# Records provided

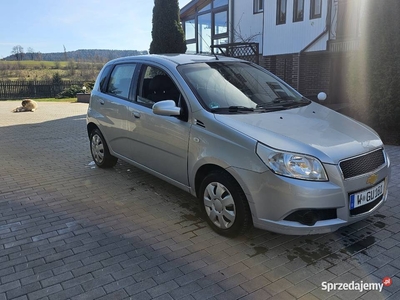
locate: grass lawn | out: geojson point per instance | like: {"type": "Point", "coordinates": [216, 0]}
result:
{"type": "Point", "coordinates": [48, 100]}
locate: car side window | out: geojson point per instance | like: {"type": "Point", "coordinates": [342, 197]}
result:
{"type": "Point", "coordinates": [156, 86]}
{"type": "Point", "coordinates": [120, 80]}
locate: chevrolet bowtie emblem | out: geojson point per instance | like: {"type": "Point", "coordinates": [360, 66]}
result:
{"type": "Point", "coordinates": [372, 179]}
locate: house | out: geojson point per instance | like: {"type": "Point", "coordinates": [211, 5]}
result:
{"type": "Point", "coordinates": [304, 42]}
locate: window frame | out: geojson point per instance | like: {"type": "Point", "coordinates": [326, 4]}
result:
{"type": "Point", "coordinates": [296, 11]}
{"type": "Point", "coordinates": [279, 20]}
{"type": "Point", "coordinates": [313, 14]}
{"type": "Point", "coordinates": [258, 6]}
{"type": "Point", "coordinates": [132, 87]}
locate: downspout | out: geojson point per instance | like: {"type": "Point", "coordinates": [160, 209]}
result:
{"type": "Point", "coordinates": [326, 30]}
{"type": "Point", "coordinates": [231, 8]}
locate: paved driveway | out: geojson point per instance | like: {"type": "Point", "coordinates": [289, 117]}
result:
{"type": "Point", "coordinates": [71, 230]}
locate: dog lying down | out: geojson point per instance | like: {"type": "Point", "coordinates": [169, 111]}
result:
{"type": "Point", "coordinates": [27, 105]}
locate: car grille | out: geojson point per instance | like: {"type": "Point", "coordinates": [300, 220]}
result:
{"type": "Point", "coordinates": [362, 164]}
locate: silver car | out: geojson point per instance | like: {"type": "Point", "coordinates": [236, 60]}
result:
{"type": "Point", "coordinates": [247, 145]}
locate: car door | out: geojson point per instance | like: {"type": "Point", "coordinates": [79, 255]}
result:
{"type": "Point", "coordinates": [113, 108]}
{"type": "Point", "coordinates": [160, 142]}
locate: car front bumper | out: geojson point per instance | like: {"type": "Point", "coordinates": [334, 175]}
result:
{"type": "Point", "coordinates": [275, 201]}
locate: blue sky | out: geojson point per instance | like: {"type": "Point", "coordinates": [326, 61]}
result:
{"type": "Point", "coordinates": [48, 25]}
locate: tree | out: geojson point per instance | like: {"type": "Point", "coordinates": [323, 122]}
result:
{"type": "Point", "coordinates": [18, 51]}
{"type": "Point", "coordinates": [31, 53]}
{"type": "Point", "coordinates": [374, 71]}
{"type": "Point", "coordinates": [167, 33]}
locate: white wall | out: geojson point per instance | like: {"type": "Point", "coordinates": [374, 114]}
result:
{"type": "Point", "coordinates": [292, 37]}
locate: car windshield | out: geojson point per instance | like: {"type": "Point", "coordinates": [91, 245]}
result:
{"type": "Point", "coordinates": [237, 87]}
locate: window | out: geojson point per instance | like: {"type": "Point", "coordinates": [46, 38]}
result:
{"type": "Point", "coordinates": [221, 22]}
{"type": "Point", "coordinates": [281, 12]}
{"type": "Point", "coordinates": [298, 10]}
{"type": "Point", "coordinates": [204, 33]}
{"type": "Point", "coordinates": [218, 3]}
{"type": "Point", "coordinates": [190, 29]}
{"type": "Point", "coordinates": [156, 86]}
{"type": "Point", "coordinates": [258, 6]}
{"type": "Point", "coordinates": [315, 9]}
{"type": "Point", "coordinates": [120, 80]}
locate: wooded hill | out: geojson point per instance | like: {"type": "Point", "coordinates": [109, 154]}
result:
{"type": "Point", "coordinates": [88, 55]}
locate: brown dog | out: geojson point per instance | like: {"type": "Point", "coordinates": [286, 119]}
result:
{"type": "Point", "coordinates": [27, 105]}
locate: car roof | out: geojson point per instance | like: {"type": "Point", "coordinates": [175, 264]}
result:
{"type": "Point", "coordinates": [178, 59]}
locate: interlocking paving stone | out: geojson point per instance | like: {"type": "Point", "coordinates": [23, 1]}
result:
{"type": "Point", "coordinates": [69, 230]}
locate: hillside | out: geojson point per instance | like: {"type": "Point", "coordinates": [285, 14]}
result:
{"type": "Point", "coordinates": [88, 55]}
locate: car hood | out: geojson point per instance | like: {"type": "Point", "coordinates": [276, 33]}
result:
{"type": "Point", "coordinates": [312, 129]}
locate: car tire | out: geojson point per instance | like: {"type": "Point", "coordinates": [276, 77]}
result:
{"type": "Point", "coordinates": [224, 204]}
{"type": "Point", "coordinates": [99, 149]}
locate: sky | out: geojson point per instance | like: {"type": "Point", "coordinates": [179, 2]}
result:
{"type": "Point", "coordinates": [48, 25]}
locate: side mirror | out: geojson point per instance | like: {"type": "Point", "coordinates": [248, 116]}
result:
{"type": "Point", "coordinates": [321, 96]}
{"type": "Point", "coordinates": [166, 108]}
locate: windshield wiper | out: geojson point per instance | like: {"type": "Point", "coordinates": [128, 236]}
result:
{"type": "Point", "coordinates": [233, 109]}
{"type": "Point", "coordinates": [282, 103]}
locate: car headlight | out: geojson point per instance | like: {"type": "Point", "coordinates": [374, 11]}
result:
{"type": "Point", "coordinates": [293, 165]}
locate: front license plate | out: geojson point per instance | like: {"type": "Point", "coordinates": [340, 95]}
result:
{"type": "Point", "coordinates": [367, 196]}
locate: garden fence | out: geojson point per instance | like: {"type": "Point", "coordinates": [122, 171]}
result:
{"type": "Point", "coordinates": [34, 89]}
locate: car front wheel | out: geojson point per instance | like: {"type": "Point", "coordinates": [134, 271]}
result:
{"type": "Point", "coordinates": [99, 149]}
{"type": "Point", "coordinates": [224, 204]}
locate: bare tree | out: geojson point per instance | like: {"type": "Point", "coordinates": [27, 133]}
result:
{"type": "Point", "coordinates": [18, 51]}
{"type": "Point", "coordinates": [242, 38]}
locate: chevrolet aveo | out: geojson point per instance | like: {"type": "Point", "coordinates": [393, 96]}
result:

# Task instructions
The word "front" may appear in several lines of the data; copy every line where it does.

# Problem solution
locate: car front bumper | out: geojson point per instance | like: {"type": "Point", "coordinates": [334, 175]}
locate: front license plate | out: geojson point per instance | like: {"type": "Point", "coordinates": [340, 95]}
locate: car front wheel | out: geojson point per instance | like: {"type": "Point", "coordinates": [134, 271]}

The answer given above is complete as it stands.